▶ Given data:
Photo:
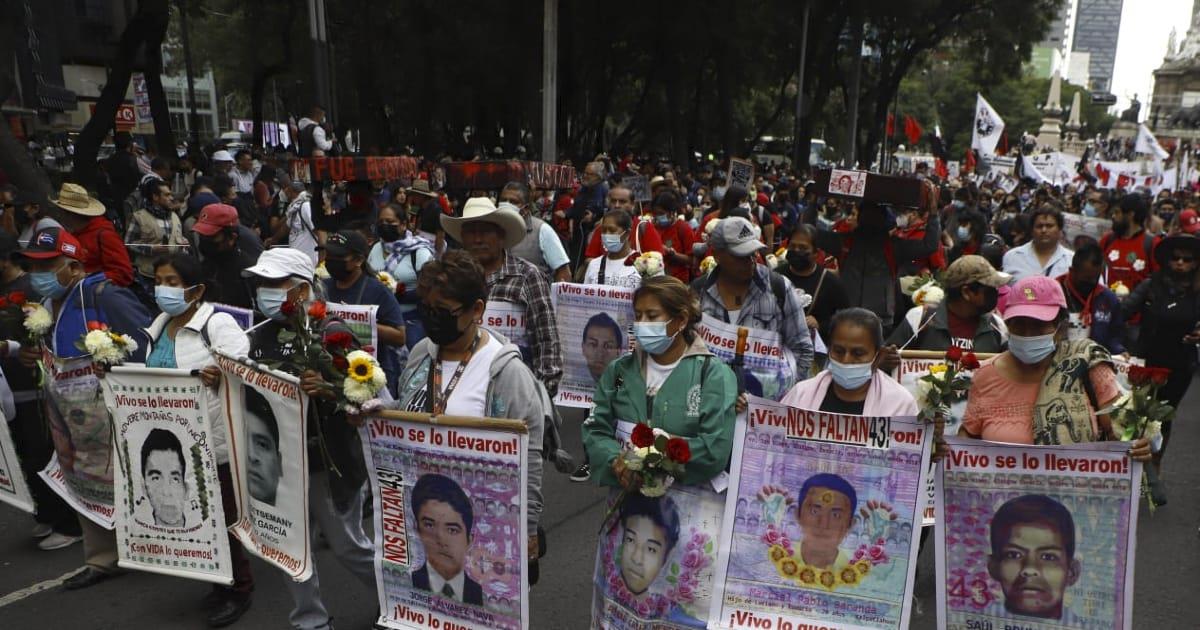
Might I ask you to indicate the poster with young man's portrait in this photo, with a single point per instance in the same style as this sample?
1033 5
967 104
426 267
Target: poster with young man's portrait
269 463
450 525
169 517
1036 537
820 520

▶ What you have to do:
Write out all lines of the entries above again, requests included but pictures left out. Multiply each point coordinate in the answers by 2.6 and round to whole numbers, halves up, leaving the numbers in the requests and their sample points as they are.

▶ Answer to the exercise:
Photo:
Might I ask you to indicate the poster with young man's portrait in this photo, with a single point per instance in the same style as this sample?
1033 5
967 104
426 267
Target: poster with young man's portrait
699 1204
1170 1365
439 1344
2694 1396
2132 1352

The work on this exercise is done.